------ Task data
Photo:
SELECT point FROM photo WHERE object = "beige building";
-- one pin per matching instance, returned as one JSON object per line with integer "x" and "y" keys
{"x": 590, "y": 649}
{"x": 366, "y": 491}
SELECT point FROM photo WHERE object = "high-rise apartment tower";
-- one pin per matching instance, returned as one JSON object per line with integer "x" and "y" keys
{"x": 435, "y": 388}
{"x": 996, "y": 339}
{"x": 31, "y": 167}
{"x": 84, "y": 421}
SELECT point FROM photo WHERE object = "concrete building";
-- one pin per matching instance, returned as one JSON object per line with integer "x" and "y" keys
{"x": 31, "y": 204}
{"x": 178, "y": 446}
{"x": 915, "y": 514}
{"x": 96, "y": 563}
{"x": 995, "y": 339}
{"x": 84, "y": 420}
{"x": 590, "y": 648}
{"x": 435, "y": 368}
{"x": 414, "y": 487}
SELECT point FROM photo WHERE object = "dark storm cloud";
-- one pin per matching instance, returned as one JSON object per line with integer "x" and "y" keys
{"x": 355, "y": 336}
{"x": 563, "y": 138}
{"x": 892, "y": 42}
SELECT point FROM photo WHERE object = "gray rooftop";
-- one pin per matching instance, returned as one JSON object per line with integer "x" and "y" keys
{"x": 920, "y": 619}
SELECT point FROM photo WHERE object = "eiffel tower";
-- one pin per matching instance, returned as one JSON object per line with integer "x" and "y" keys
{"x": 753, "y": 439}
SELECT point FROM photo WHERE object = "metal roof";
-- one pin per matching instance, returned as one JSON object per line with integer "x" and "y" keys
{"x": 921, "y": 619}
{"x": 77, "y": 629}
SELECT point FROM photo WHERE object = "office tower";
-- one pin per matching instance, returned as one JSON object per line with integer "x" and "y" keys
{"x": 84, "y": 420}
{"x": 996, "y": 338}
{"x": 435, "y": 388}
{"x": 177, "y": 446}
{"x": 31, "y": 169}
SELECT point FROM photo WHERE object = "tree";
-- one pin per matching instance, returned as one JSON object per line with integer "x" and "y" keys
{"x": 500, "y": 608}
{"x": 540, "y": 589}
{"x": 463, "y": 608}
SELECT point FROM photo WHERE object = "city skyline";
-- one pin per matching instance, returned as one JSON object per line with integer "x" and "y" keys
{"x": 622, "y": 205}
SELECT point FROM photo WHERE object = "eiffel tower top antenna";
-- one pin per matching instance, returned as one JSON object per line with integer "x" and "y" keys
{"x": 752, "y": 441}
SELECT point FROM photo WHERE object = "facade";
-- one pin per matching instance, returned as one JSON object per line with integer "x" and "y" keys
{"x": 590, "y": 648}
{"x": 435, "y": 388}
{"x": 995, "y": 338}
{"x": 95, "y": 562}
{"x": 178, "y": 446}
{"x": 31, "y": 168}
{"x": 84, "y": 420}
------------
Check every line of the entries above for the word "building" and report how many lines contain it, giving the number only.

2